== SUPPLIED MATERIAL ==
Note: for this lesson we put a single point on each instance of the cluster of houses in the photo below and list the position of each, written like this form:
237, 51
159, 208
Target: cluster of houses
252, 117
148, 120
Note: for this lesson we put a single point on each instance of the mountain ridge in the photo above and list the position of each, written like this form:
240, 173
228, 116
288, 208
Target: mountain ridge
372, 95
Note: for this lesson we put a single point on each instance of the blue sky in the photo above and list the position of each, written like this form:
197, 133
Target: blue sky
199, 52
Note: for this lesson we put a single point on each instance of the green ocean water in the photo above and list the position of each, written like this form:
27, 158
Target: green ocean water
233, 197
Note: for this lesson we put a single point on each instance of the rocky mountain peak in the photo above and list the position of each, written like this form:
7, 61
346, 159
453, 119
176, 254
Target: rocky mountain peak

== EXERCISE BRIEF ==
The entries above must be repeated word for word.

== THE COMPLETED TASK ==
Note: for this lesson we put a single point on each instance of the cluster of houses in the photo below and list the position of each, written like this form:
237, 51
159, 208
Target: cluster of houses
252, 117
148, 120
Note: for this lesson we put a single point on each instance of the mountain ridge in the photo above and list the position of each, written like this form:
240, 173
228, 116
288, 208
Target: mountain ridge
372, 95
Note: for this lesson we put a single point on each instance of the blue sky in the photo above and list the position of each, written like this form:
197, 133
Target: blue sky
199, 52
Note: for this lesson we put a single point on each instance of the green ocean water in the photo above and list the position of each, written like this form:
27, 158
Target: green ocean water
233, 197
Note: for this lesson we put a single point on each instance of the rocky mountain peak in the photo above and list the position of each, written like this form:
7, 61
346, 159
453, 119
176, 254
Target: rocky mountain peak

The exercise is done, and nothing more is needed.